▸ WHAT TO PRODUCE:
Locate each line in the items below that contains the string "image", matching case exactly, and copy every such line.

# START OF TASK INPUTS

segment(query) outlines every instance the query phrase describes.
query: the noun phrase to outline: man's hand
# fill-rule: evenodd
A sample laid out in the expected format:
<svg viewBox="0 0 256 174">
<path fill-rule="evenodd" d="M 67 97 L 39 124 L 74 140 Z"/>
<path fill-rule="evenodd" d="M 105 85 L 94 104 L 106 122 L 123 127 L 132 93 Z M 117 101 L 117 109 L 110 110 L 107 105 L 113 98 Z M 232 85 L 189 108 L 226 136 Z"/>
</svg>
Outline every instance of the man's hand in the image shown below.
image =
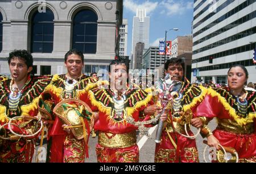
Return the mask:
<svg viewBox="0 0 256 174">
<path fill-rule="evenodd" d="M 217 150 L 220 150 L 220 147 L 218 146 L 218 144 L 220 144 L 220 142 L 217 138 L 215 138 L 214 136 L 213 136 L 213 135 L 211 135 L 207 137 L 207 143 L 209 146 L 214 147 Z"/>
<path fill-rule="evenodd" d="M 144 114 L 145 115 L 153 115 L 159 109 L 160 109 L 156 105 L 152 105 L 147 106 L 144 109 Z"/>
<path fill-rule="evenodd" d="M 200 127 L 203 126 L 202 121 L 199 118 L 195 118 L 191 119 L 190 123 L 196 128 Z"/>
<path fill-rule="evenodd" d="M 64 131 L 67 132 L 68 134 L 70 134 L 71 131 L 69 128 L 65 128 L 64 127 L 68 127 L 68 126 L 67 125 L 63 125 L 61 127 L 63 128 Z"/>
<path fill-rule="evenodd" d="M 93 112 L 93 117 L 94 118 L 94 122 L 98 119 L 98 111 Z"/>
</svg>

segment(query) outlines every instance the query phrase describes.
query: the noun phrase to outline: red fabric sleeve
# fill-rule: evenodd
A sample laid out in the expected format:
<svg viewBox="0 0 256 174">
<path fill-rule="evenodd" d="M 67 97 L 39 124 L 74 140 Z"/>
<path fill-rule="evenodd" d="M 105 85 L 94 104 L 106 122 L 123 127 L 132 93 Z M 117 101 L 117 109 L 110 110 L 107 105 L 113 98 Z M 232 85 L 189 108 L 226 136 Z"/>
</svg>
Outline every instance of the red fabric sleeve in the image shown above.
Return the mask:
<svg viewBox="0 0 256 174">
<path fill-rule="evenodd" d="M 222 106 L 220 106 L 217 97 L 212 97 L 207 95 L 203 102 L 197 106 L 195 115 L 213 118 L 219 115 L 221 108 Z"/>
</svg>

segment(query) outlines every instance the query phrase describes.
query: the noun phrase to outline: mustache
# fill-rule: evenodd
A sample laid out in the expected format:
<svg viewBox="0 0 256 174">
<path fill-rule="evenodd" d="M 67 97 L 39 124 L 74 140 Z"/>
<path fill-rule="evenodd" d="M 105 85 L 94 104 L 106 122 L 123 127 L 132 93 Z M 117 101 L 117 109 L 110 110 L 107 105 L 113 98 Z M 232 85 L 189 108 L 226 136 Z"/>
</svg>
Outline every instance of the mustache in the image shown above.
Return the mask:
<svg viewBox="0 0 256 174">
<path fill-rule="evenodd" d="M 180 78 L 180 76 L 177 76 L 177 75 L 172 75 L 172 76 L 171 76 L 171 78 L 172 78 L 172 77 L 176 77 L 176 78 Z"/>
</svg>

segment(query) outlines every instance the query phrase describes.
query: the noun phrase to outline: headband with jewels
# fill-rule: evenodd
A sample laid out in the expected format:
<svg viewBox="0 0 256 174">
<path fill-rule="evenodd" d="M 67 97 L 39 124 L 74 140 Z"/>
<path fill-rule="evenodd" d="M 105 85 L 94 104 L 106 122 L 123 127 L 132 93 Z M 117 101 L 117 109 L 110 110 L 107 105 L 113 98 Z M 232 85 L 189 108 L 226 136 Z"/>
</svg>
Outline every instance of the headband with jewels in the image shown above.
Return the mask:
<svg viewBox="0 0 256 174">
<path fill-rule="evenodd" d="M 88 137 L 93 127 L 92 111 L 86 103 L 80 100 L 71 98 L 61 101 L 54 107 L 53 113 L 64 124 L 68 125 L 77 139 Z M 84 122 L 84 118 L 87 121 Z"/>
</svg>

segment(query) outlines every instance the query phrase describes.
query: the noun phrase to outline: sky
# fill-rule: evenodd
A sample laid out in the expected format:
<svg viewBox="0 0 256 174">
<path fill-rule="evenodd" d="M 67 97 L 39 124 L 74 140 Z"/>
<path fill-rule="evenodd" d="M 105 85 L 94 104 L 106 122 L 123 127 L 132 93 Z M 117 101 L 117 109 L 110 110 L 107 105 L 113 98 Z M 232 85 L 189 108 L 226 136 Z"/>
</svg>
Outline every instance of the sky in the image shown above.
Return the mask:
<svg viewBox="0 0 256 174">
<path fill-rule="evenodd" d="M 137 9 L 146 9 L 150 17 L 150 46 L 158 46 L 159 40 L 174 40 L 177 36 L 191 34 L 193 0 L 123 0 L 123 18 L 128 19 L 127 55 L 131 56 L 133 19 Z"/>
</svg>

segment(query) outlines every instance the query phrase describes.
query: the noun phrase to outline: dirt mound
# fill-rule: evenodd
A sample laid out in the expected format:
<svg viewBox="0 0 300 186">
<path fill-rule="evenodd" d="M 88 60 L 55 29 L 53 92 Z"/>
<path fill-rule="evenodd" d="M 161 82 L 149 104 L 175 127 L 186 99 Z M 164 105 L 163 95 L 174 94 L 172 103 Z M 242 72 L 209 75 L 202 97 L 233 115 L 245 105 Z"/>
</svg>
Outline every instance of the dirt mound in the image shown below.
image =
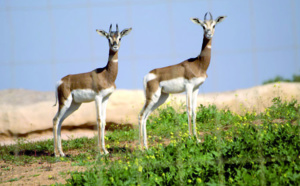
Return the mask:
<svg viewBox="0 0 300 186">
<path fill-rule="evenodd" d="M 215 104 L 218 108 L 241 113 L 263 111 L 272 104 L 274 97 L 300 101 L 300 83 L 276 83 L 223 93 L 199 94 L 198 104 Z M 170 96 L 167 102 L 185 104 L 185 95 Z M 174 101 L 175 100 L 175 101 Z M 30 90 L 0 91 L 0 139 L 33 135 L 52 136 L 52 119 L 57 111 L 54 92 Z M 142 90 L 117 90 L 107 106 L 107 122 L 137 125 L 137 118 L 144 103 Z M 63 123 L 66 130 L 93 128 L 96 122 L 95 103 L 86 103 Z M 65 132 L 63 131 L 62 134 Z M 79 132 L 82 133 L 82 132 Z M 84 134 L 83 134 L 84 135 Z M 91 135 L 91 134 L 90 134 Z M 82 136 L 80 134 L 79 136 Z"/>
</svg>

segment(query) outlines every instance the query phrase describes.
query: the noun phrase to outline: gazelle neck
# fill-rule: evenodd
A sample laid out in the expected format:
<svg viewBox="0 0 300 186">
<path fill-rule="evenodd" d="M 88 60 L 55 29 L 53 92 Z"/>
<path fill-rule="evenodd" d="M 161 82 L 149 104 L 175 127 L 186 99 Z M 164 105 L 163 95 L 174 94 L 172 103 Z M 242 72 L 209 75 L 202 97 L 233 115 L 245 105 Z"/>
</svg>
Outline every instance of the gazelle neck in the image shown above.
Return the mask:
<svg viewBox="0 0 300 186">
<path fill-rule="evenodd" d="M 203 36 L 202 49 L 200 55 L 198 56 L 198 59 L 200 61 L 200 66 L 205 71 L 207 70 L 210 63 L 211 43 L 212 39 L 207 39 L 205 36 Z"/>
<path fill-rule="evenodd" d="M 114 82 L 118 74 L 118 51 L 115 52 L 113 50 L 109 50 L 106 70 L 108 72 L 108 75 L 110 76 L 109 79 Z"/>
<path fill-rule="evenodd" d="M 109 62 L 113 62 L 113 63 L 118 63 L 118 52 L 119 51 L 113 51 L 113 50 L 109 50 L 109 55 L 108 55 L 108 63 Z"/>
</svg>

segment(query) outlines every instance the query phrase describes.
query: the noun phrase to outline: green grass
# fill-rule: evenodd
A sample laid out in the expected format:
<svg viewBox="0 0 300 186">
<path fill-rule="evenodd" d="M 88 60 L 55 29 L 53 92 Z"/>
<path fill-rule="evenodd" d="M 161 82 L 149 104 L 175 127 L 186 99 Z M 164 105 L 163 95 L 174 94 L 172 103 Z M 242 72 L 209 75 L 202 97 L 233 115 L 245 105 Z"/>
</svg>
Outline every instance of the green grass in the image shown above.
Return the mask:
<svg viewBox="0 0 300 186">
<path fill-rule="evenodd" d="M 183 108 L 180 110 L 184 110 Z M 197 131 L 202 143 L 189 137 L 187 116 L 166 105 L 147 123 L 149 150 L 136 144 L 138 129 L 107 132 L 111 152 L 101 156 L 96 138 L 63 141 L 67 158 L 15 156 L 9 152 L 53 151 L 52 140 L 1 146 L 5 161 L 22 164 L 70 161 L 86 166 L 71 172 L 67 185 L 299 185 L 300 106 L 296 101 L 273 99 L 265 112 L 244 115 L 216 106 L 197 109 Z"/>
</svg>

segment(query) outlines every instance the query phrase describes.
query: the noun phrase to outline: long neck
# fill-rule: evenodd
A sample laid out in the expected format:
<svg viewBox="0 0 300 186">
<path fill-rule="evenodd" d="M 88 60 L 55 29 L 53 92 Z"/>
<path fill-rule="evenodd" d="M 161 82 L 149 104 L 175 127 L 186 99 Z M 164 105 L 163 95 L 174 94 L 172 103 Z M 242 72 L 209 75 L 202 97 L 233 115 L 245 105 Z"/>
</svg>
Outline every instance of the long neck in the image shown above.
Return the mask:
<svg viewBox="0 0 300 186">
<path fill-rule="evenodd" d="M 108 62 L 106 65 L 107 76 L 111 81 L 115 81 L 118 74 L 118 51 L 109 50 Z"/>
<path fill-rule="evenodd" d="M 200 55 L 198 56 L 198 59 L 200 61 L 200 66 L 204 71 L 207 70 L 210 63 L 211 43 L 212 39 L 207 39 L 205 36 L 203 36 L 202 49 Z"/>
</svg>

# END OF TASK INPUTS

▸ THE COMPLETED TASK:
Outline every instance of the man's hand in the image shown below.
image =
Outline every instance of the red fabric sleeve in the image shown above.
Outline every instance of the mustache in the image shown above.
Outline every instance of the headband with jewels in the image shown above.
Outline every instance of the sky in the image shown above.
Outline every instance of the dirt mound in the image shown below.
image =
Outline every instance of the gazelle neck in the image shown above.
Outline every instance of the green grass in the image shown above.
Outline every instance of the long neck in the image shown above.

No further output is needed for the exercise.